What this task involves. What is wanted is the full listing, word for word, without its pictures.

Entries shown.

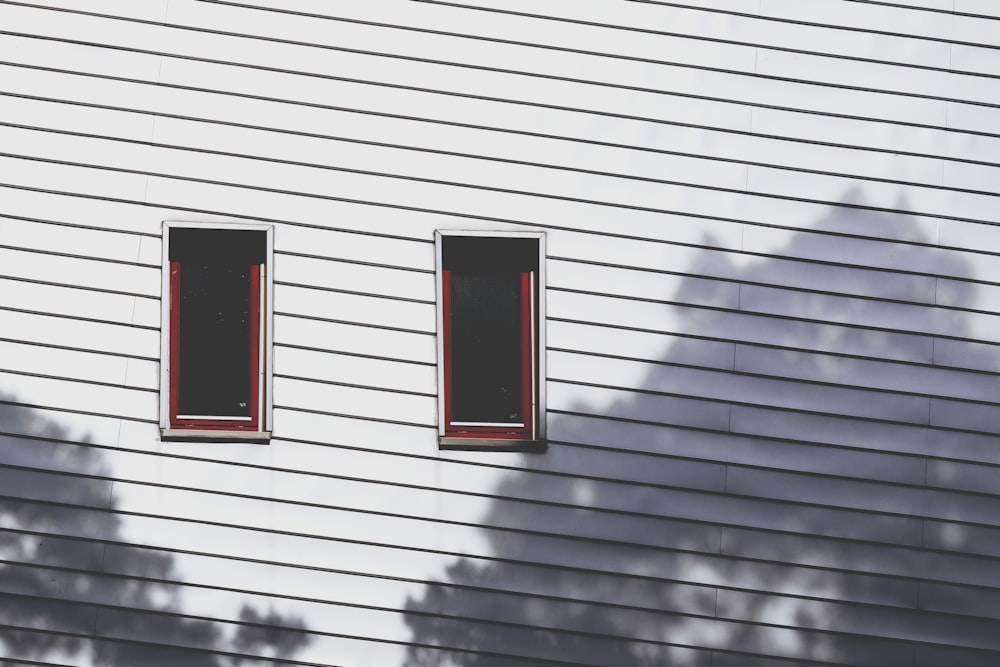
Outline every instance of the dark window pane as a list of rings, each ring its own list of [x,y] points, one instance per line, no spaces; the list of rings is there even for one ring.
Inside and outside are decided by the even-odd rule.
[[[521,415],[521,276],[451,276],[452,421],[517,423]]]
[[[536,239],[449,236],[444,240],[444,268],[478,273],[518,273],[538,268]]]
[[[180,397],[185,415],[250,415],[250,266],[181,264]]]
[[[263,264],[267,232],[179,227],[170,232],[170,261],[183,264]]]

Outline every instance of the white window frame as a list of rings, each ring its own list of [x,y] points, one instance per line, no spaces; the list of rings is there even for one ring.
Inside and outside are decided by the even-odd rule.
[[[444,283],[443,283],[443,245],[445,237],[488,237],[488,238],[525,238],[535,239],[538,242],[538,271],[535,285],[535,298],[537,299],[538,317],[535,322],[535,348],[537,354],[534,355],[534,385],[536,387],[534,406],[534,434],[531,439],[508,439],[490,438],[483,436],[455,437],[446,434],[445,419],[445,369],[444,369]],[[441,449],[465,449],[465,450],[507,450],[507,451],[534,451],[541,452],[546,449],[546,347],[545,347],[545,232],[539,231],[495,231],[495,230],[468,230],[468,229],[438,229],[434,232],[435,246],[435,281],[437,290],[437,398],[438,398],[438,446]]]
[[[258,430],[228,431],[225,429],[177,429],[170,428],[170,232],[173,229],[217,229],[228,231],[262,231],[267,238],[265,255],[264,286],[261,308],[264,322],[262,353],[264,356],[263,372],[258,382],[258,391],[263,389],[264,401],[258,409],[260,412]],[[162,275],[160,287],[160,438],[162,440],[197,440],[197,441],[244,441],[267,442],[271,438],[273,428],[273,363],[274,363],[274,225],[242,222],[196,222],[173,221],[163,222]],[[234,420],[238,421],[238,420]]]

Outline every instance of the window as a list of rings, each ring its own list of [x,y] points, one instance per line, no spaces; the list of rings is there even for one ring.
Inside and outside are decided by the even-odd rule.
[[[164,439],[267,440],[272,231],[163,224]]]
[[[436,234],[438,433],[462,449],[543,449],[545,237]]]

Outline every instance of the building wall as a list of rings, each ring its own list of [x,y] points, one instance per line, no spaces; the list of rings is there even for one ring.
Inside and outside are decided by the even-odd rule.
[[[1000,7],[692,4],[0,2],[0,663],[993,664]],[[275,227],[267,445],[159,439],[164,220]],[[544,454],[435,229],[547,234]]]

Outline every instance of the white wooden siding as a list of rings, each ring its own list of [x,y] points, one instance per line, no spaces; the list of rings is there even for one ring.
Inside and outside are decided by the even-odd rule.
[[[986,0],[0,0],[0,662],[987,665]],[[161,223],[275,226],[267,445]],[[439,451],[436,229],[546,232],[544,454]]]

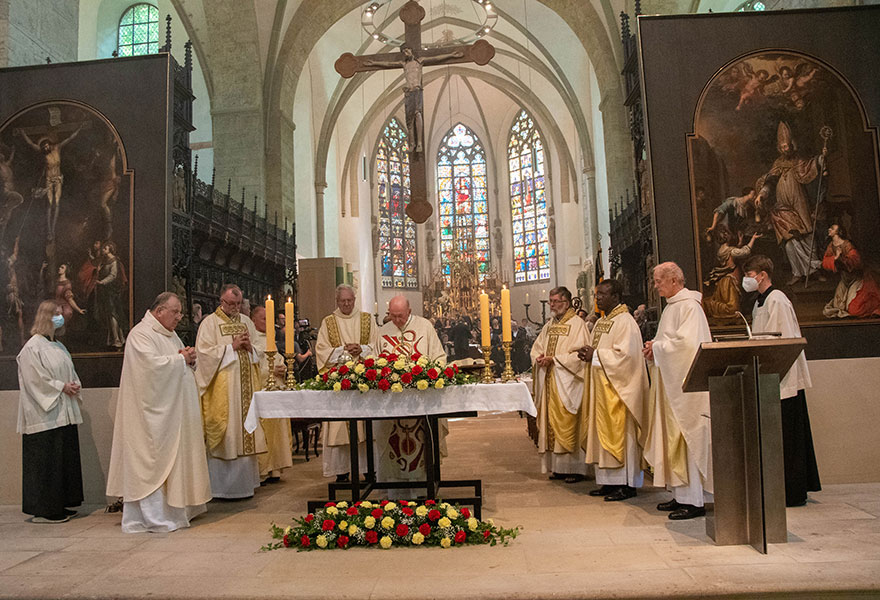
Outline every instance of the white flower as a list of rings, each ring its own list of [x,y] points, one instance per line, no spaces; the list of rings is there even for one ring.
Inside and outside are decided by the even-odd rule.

Result for this task.
Outline every instance of the dark window pane as a list of rings, each ring its own list of [x,y] points, one instance per line, no spaces; the list of rings is there even for one ring.
Inside and outside are decided by the even-odd rule.
[[[521,415],[521,276],[451,276],[452,421],[517,423]]]
[[[536,239],[449,236],[444,240],[444,268],[478,273],[518,273],[538,268]]]
[[[180,397],[185,415],[250,415],[250,266],[181,264]]]
[[[263,264],[267,232],[179,227],[170,232],[170,261],[183,264]]]

Outline every instance of the white window frame as a list of rings, each ring its own list of [x,y] points, one instance per line, no spaces; the list of rings is there even for one ring.
Inside and outside are decided by the even-odd rule.
[[[444,283],[443,283],[443,245],[445,237],[488,237],[488,238],[525,238],[535,239],[538,242],[538,271],[535,285],[535,298],[537,299],[538,317],[535,322],[535,348],[537,354],[534,355],[534,385],[536,387],[534,406],[534,434],[531,439],[508,439],[490,438],[483,436],[455,437],[446,434],[445,419],[445,369],[444,369]],[[441,449],[465,449],[465,450],[507,450],[507,451],[534,451],[541,452],[546,449],[546,347],[545,347],[545,232],[539,231],[495,231],[495,230],[468,230],[468,229],[438,229],[434,232],[435,246],[435,281],[437,290],[437,398],[438,398],[438,446]]]
[[[258,430],[228,431],[225,429],[177,429],[170,428],[170,232],[173,229],[217,229],[228,231],[262,231],[267,238],[265,255],[264,286],[261,308],[264,322],[262,353],[264,356],[263,372],[258,382],[258,391],[263,389],[264,401],[258,409],[260,412]],[[162,275],[160,287],[160,438],[162,440],[197,440],[197,441],[244,441],[267,442],[271,438],[273,428],[273,363],[274,363],[274,225],[242,222],[196,222],[173,221],[163,222]],[[234,420],[238,421],[238,420]]]

Outline every instance of the window as a list of rings, each ring its own list of [x,y] points, one instance per line, no spaces; the list of rings is there even for one ring.
Inside and outside are decided by the even-odd rule.
[[[164,439],[267,440],[272,231],[163,224]]]
[[[436,234],[438,433],[462,449],[543,449],[545,237]]]

Outline every instance of the building wall as a list of rings, each ring its own list of [x,y] points, one instance per line, no spaces; the list of rings is there even for one ring.
Inside and outside are decided by the even-odd rule.
[[[1000,7],[692,4],[0,2],[0,663],[993,664]],[[275,227],[267,445],[159,439],[164,220]],[[544,454],[435,229],[547,234]]]

Outline every instance of the white wooden siding as a list of rings, each ring its own list of [x,y] points, one instance per line, no spaces; the list of rings is there even for one ring.
Inside and outside are decided by the even-odd rule.
[[[986,0],[0,0],[0,662],[987,665]],[[161,223],[275,226],[267,445]],[[439,451],[436,229],[546,232],[544,454]]]

Outline every instance of the white flower as a list of rings, each ring its own list of [x,y] points, one instance per line, no spaces; the list of rings is there even for one ring.
Inside and outside are decided by the even-odd rule.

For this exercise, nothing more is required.